WORK TO COMPLETE: Copy exactly the stretch of data below from the line with "# mark a point on each instance of the sofa" through the line with "# mark a point on each instance of the dark", including both of those lines.
---------- MATERIALS PROVIDED
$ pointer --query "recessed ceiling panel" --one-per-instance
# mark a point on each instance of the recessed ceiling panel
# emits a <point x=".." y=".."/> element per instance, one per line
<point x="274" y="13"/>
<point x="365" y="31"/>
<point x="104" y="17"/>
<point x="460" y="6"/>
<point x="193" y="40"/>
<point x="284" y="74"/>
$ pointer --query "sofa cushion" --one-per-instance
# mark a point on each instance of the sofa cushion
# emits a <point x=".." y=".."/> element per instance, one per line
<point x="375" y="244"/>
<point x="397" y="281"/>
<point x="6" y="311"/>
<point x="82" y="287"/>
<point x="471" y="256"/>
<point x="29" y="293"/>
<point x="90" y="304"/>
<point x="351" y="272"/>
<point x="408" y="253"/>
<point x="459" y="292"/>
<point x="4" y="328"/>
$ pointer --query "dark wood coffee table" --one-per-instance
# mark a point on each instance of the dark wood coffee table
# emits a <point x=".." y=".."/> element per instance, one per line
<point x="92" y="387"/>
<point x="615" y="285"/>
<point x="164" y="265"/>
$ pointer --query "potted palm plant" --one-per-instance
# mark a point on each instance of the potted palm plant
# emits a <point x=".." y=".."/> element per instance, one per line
--------------------
SOLUTION:
# mark a point on each instance of the sofa cushion
# emits a <point x=".." y=".."/> element per instance, one per line
<point x="375" y="244"/>
<point x="397" y="281"/>
<point x="6" y="311"/>
<point x="82" y="287"/>
<point x="471" y="256"/>
<point x="29" y="293"/>
<point x="90" y="304"/>
<point x="351" y="272"/>
<point x="408" y="253"/>
<point x="459" y="292"/>
<point x="4" y="328"/>
$ pointer --query "dark wood coffee table" --one-per-instance
# mark a point on each instance of the dark wood coffee table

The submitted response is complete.